> What to do: Write out all the data again, exactly as shown.

> Given data:
+++

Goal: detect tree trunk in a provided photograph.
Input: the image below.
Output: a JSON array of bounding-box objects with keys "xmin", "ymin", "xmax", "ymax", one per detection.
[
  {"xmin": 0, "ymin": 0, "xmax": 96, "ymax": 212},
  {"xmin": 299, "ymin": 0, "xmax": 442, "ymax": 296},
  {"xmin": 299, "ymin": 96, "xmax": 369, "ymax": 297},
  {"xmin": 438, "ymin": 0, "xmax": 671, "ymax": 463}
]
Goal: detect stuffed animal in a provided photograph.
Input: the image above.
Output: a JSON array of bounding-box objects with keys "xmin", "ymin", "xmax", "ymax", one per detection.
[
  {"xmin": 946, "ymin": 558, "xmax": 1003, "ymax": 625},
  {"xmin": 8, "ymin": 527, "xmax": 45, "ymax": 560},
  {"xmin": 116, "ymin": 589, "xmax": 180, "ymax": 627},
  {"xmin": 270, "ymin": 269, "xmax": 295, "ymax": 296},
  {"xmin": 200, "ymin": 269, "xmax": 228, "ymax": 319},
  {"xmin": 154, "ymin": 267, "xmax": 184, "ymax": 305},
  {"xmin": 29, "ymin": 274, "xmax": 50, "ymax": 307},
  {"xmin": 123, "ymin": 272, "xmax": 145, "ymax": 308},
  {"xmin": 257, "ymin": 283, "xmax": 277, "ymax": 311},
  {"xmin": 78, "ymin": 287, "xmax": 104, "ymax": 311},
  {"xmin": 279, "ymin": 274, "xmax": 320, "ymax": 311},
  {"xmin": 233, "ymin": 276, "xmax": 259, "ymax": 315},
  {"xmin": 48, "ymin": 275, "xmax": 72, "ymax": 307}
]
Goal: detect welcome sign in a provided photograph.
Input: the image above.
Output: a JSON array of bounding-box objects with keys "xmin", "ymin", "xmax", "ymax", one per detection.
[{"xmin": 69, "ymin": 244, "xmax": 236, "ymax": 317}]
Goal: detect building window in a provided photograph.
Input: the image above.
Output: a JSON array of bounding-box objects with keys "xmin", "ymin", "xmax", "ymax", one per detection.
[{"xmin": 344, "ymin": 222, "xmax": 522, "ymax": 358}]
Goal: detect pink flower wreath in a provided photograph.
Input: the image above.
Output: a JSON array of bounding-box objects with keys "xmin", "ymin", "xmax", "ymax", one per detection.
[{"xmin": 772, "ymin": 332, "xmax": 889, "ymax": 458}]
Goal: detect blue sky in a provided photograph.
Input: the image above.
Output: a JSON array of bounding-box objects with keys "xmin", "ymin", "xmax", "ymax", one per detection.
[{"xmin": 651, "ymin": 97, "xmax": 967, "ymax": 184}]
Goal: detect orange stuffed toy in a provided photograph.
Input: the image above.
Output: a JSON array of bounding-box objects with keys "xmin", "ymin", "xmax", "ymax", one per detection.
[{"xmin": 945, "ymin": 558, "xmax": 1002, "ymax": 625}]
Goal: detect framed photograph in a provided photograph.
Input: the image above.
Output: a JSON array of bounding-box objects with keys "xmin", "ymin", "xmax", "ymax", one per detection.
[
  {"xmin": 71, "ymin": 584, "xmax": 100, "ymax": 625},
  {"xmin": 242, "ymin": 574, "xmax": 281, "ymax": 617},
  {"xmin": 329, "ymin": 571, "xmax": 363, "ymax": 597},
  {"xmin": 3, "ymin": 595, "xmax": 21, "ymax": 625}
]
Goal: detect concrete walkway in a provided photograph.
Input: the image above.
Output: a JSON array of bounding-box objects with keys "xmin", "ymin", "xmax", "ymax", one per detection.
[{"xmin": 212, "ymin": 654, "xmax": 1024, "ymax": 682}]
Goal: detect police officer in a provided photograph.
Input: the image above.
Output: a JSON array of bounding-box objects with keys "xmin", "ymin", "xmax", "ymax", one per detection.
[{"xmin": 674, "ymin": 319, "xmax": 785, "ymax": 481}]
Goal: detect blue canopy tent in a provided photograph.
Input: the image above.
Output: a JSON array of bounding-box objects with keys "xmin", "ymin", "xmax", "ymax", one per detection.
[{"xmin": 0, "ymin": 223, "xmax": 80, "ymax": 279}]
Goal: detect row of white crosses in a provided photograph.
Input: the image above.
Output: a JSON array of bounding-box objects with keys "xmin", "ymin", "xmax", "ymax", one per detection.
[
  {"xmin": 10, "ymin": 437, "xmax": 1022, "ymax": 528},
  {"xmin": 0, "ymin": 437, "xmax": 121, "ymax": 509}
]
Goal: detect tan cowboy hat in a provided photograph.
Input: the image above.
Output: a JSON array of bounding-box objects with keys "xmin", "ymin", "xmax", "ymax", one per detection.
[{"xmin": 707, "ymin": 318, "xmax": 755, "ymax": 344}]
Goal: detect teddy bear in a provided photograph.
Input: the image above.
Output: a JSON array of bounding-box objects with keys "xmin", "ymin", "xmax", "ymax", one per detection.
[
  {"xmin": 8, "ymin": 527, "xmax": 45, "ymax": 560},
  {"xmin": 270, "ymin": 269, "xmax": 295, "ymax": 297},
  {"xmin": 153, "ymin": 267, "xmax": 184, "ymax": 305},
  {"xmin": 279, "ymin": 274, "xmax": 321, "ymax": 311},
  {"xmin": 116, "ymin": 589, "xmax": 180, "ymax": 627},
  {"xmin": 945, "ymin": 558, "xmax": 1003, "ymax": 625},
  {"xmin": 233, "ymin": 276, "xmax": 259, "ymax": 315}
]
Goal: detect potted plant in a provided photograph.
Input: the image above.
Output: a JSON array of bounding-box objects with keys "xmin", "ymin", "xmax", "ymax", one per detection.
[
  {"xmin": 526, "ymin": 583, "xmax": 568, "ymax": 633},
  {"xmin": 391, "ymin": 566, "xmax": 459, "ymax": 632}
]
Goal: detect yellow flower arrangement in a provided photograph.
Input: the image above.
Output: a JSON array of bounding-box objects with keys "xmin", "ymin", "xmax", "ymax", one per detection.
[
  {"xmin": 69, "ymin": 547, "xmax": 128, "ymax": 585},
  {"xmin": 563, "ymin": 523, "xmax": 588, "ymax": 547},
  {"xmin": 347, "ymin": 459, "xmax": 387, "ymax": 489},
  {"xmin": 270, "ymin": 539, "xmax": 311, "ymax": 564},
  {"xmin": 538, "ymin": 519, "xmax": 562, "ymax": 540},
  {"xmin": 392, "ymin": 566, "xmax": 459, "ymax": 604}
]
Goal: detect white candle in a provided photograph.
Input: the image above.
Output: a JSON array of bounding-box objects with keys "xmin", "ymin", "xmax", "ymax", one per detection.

+++

> Result:
Goal: detect tree trunk in a provided photograph.
Input: the image below.
Output: a JSON array of bounding-box objects with keys "xmin", "ymin", "xmax", "ymax", one per detection.
[
  {"xmin": 0, "ymin": 0, "xmax": 96, "ymax": 212},
  {"xmin": 299, "ymin": 0, "xmax": 442, "ymax": 296},
  {"xmin": 299, "ymin": 96, "xmax": 369, "ymax": 297},
  {"xmin": 438, "ymin": 0, "xmax": 671, "ymax": 463}
]
Goal: detect stuffed animal in a provided photograph.
Input: the image above.
Output: a JSON array of bounding-box objects with keys "xmin", "ymin", "xmax", "ymax", one per detection.
[
  {"xmin": 946, "ymin": 558, "xmax": 1003, "ymax": 625},
  {"xmin": 8, "ymin": 527, "xmax": 45, "ymax": 560},
  {"xmin": 116, "ymin": 589, "xmax": 180, "ymax": 627},
  {"xmin": 270, "ymin": 269, "xmax": 295, "ymax": 296},
  {"xmin": 200, "ymin": 269, "xmax": 228, "ymax": 319},
  {"xmin": 154, "ymin": 267, "xmax": 184, "ymax": 305},
  {"xmin": 29, "ymin": 274, "xmax": 50, "ymax": 307},
  {"xmin": 123, "ymin": 272, "xmax": 145, "ymax": 308},
  {"xmin": 257, "ymin": 283, "xmax": 277, "ymax": 311},
  {"xmin": 78, "ymin": 287, "xmax": 104, "ymax": 311},
  {"xmin": 279, "ymin": 274, "xmax": 320, "ymax": 311},
  {"xmin": 233, "ymin": 276, "xmax": 259, "ymax": 315},
  {"xmin": 48, "ymin": 275, "xmax": 72, "ymax": 307}
]
Goal: detect welcome sign in a provided photograph.
Input: the image above.
Output: a JSON array of bounding-box objects with keys "xmin", "ymin", "xmax", "ymax", one per detection.
[{"xmin": 69, "ymin": 244, "xmax": 236, "ymax": 317}]
Goal: detect building window in a provided photograph.
Input: the image above.
Output: a JSON array of bounding-box objects with keys "xmin", "ymin", "xmax", "ymax", one per detection.
[{"xmin": 344, "ymin": 222, "xmax": 522, "ymax": 358}]
Goal: detect pink flower wreath in a provided photograph.
Input: the image above.
Output: a JSON array of bounding-box objects with keys "xmin", "ymin", "xmax", "ymax", one per detection.
[{"xmin": 772, "ymin": 332, "xmax": 889, "ymax": 458}]
Goal: detect blue sky in a provided photograph.
Input: the image above.
Output: a JSON array of bounding-box objects with keys "xmin", "ymin", "xmax", "ymax", one per detection.
[{"xmin": 651, "ymin": 97, "xmax": 967, "ymax": 184}]
Goal: detect orange stuffed toy in a provided photograph.
Input: the image above.
Output: a JSON array of bounding-box objects with keys "xmin", "ymin", "xmax", "ymax", one per detection.
[{"xmin": 945, "ymin": 558, "xmax": 1002, "ymax": 625}]
Goal: detect framed photograph in a provided photograph.
Input: the image above.
Output: a JSON array of bounding-box objects with keys "xmin", "ymin", "xmax", "ymax", one per detection.
[
  {"xmin": 71, "ymin": 584, "xmax": 100, "ymax": 625},
  {"xmin": 242, "ymin": 574, "xmax": 281, "ymax": 617},
  {"xmin": 329, "ymin": 571, "xmax": 363, "ymax": 597},
  {"xmin": 3, "ymin": 595, "xmax": 21, "ymax": 625}
]
Goal: detect concrete walkway in a provided photograph.
Input: the image above.
Output: a JSON array of bounding-box objects with keys "xmin", "ymin", "xmax", "ymax", one per detection.
[{"xmin": 212, "ymin": 654, "xmax": 1024, "ymax": 682}]
Goal: detect police officer in a provided photograph.
Input: the image above.
Output: a JSON array of bounding-box objects with keys "xmin", "ymin", "xmax", "ymax", one per detection.
[{"xmin": 674, "ymin": 319, "xmax": 785, "ymax": 481}]
Goal: detect blue canopy tent in a provided photograph.
Input: the image above.
Output: a JSON array of bounding-box objects with keys "xmin", "ymin", "xmax", "ymax", one per detection.
[{"xmin": 0, "ymin": 223, "xmax": 80, "ymax": 279}]
Goal: detect row of white crosses in a provided photograph.
Input: the image above.
Output: a JSON array of bounding-box objects with keys "xmin", "ymin", "xmax", "ymax", one per detection.
[
  {"xmin": 10, "ymin": 437, "xmax": 1022, "ymax": 528},
  {"xmin": 0, "ymin": 437, "xmax": 121, "ymax": 509}
]
Goal: detect tan cowboy hat in a provided photograph.
Input: the image above.
Output: a JSON array of bounding-box objects with keys "xmin", "ymin", "xmax", "ymax", one per detection.
[{"xmin": 707, "ymin": 318, "xmax": 755, "ymax": 344}]
Goal: detect teddy bear in a provided photograph.
Input: the image above.
Output: a JSON array of bounding-box objects with keys "xmin", "ymin", "xmax", "ymax", one per detection.
[
  {"xmin": 8, "ymin": 527, "xmax": 45, "ymax": 560},
  {"xmin": 270, "ymin": 269, "xmax": 295, "ymax": 297},
  {"xmin": 153, "ymin": 267, "xmax": 184, "ymax": 305},
  {"xmin": 279, "ymin": 274, "xmax": 321, "ymax": 311},
  {"xmin": 116, "ymin": 589, "xmax": 180, "ymax": 627},
  {"xmin": 945, "ymin": 558, "xmax": 1003, "ymax": 625},
  {"xmin": 233, "ymin": 276, "xmax": 259, "ymax": 315}
]
Goal: detect potted plant in a provided photograph.
Input: the image above.
Output: a JSON array of bounding-box objects with keys "xmin", "ymin", "xmax", "ymax", one per detection.
[
  {"xmin": 526, "ymin": 583, "xmax": 568, "ymax": 633},
  {"xmin": 391, "ymin": 566, "xmax": 459, "ymax": 632}
]
Goal: detect yellow flower arrangement in a provided photograph.
Input: the image above.
Output: a JSON array of bounding-box objects with keys "xmin", "ymin", "xmax", "ymax", one per detection.
[
  {"xmin": 69, "ymin": 547, "xmax": 128, "ymax": 585},
  {"xmin": 563, "ymin": 523, "xmax": 588, "ymax": 547},
  {"xmin": 347, "ymin": 459, "xmax": 387, "ymax": 489},
  {"xmin": 270, "ymin": 539, "xmax": 311, "ymax": 564},
  {"xmin": 538, "ymin": 519, "xmax": 562, "ymax": 540},
  {"xmin": 392, "ymin": 566, "xmax": 459, "ymax": 604}
]
Goal: detect white candle in a provided photograph.
Input: the image above.
Output: a JSON array of bounding-box objects with keys "xmin", "ymin", "xmax", "ymax", one per detection.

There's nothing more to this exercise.